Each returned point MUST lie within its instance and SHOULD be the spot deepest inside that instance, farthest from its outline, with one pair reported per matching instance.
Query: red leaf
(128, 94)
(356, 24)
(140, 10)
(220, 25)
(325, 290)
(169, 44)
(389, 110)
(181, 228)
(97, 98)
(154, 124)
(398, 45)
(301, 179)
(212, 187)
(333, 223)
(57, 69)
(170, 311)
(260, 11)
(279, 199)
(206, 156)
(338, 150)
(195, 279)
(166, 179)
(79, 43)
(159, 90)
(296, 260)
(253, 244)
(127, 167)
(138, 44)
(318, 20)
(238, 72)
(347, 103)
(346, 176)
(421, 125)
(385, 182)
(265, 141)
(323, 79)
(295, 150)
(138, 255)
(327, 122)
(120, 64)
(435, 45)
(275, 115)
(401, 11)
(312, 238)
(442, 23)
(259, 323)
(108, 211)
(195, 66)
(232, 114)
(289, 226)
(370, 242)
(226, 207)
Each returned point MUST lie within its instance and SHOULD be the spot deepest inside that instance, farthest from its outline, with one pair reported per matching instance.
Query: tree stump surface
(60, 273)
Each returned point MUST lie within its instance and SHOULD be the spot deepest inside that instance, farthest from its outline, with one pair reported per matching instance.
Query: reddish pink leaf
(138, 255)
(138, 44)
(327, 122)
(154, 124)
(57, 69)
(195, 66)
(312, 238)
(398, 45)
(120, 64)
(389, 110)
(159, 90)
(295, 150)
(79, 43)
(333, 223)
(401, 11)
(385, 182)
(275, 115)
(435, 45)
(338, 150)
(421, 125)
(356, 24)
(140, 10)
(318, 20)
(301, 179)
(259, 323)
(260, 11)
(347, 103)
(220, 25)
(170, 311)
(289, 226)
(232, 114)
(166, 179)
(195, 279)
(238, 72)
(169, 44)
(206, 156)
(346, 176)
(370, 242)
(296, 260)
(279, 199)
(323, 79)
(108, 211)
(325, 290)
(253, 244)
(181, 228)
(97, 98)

WORK REQUIRED →
Line by line, print the listing above exactly.

EXERCISE RESULT →
Each returned point MUST lie within its instance and SHOULD be the spot deepest inside that instance, farthest from its outline, with one pair reported per matching instance.
Query: red leaf
(128, 94)
(356, 24)
(140, 10)
(220, 25)
(325, 290)
(169, 44)
(389, 110)
(181, 228)
(97, 98)
(154, 124)
(398, 45)
(301, 179)
(212, 187)
(333, 223)
(57, 69)
(170, 311)
(260, 11)
(279, 199)
(206, 156)
(338, 150)
(195, 279)
(166, 179)
(79, 43)
(159, 90)
(296, 260)
(253, 244)
(127, 167)
(138, 44)
(318, 20)
(238, 72)
(347, 103)
(346, 176)
(421, 125)
(385, 182)
(265, 141)
(323, 79)
(295, 150)
(138, 255)
(327, 122)
(120, 64)
(435, 45)
(275, 115)
(401, 11)
(312, 238)
(442, 23)
(259, 323)
(108, 211)
(195, 66)
(232, 114)
(289, 226)
(370, 242)
(226, 207)
Each returned point MUST lie within its instance and SHOULD be the spot deepest inside that instance, farthest from its outline, with one pair reported per matching instance.
Query: tree stump surface
(60, 273)
Each returned point MUST lie within its instance and SHOULD be the spot deepest inside that instance, farthest from its outline, with one pair reported per matching instance.
Query: reddish pink leaf
(138, 255)
(138, 44)
(327, 122)
(154, 124)
(57, 69)
(195, 66)
(312, 238)
(398, 45)
(120, 64)
(389, 110)
(159, 90)
(295, 150)
(79, 43)
(333, 223)
(401, 11)
(385, 182)
(275, 115)
(435, 45)
(338, 150)
(421, 125)
(356, 24)
(140, 10)
(318, 20)
(301, 179)
(259, 323)
(260, 11)
(347, 103)
(220, 25)
(170, 311)
(289, 226)
(232, 114)
(166, 179)
(195, 279)
(238, 72)
(169, 44)
(206, 156)
(346, 176)
(370, 242)
(296, 260)
(279, 199)
(323, 79)
(108, 211)
(325, 290)
(253, 244)
(181, 228)
(97, 98)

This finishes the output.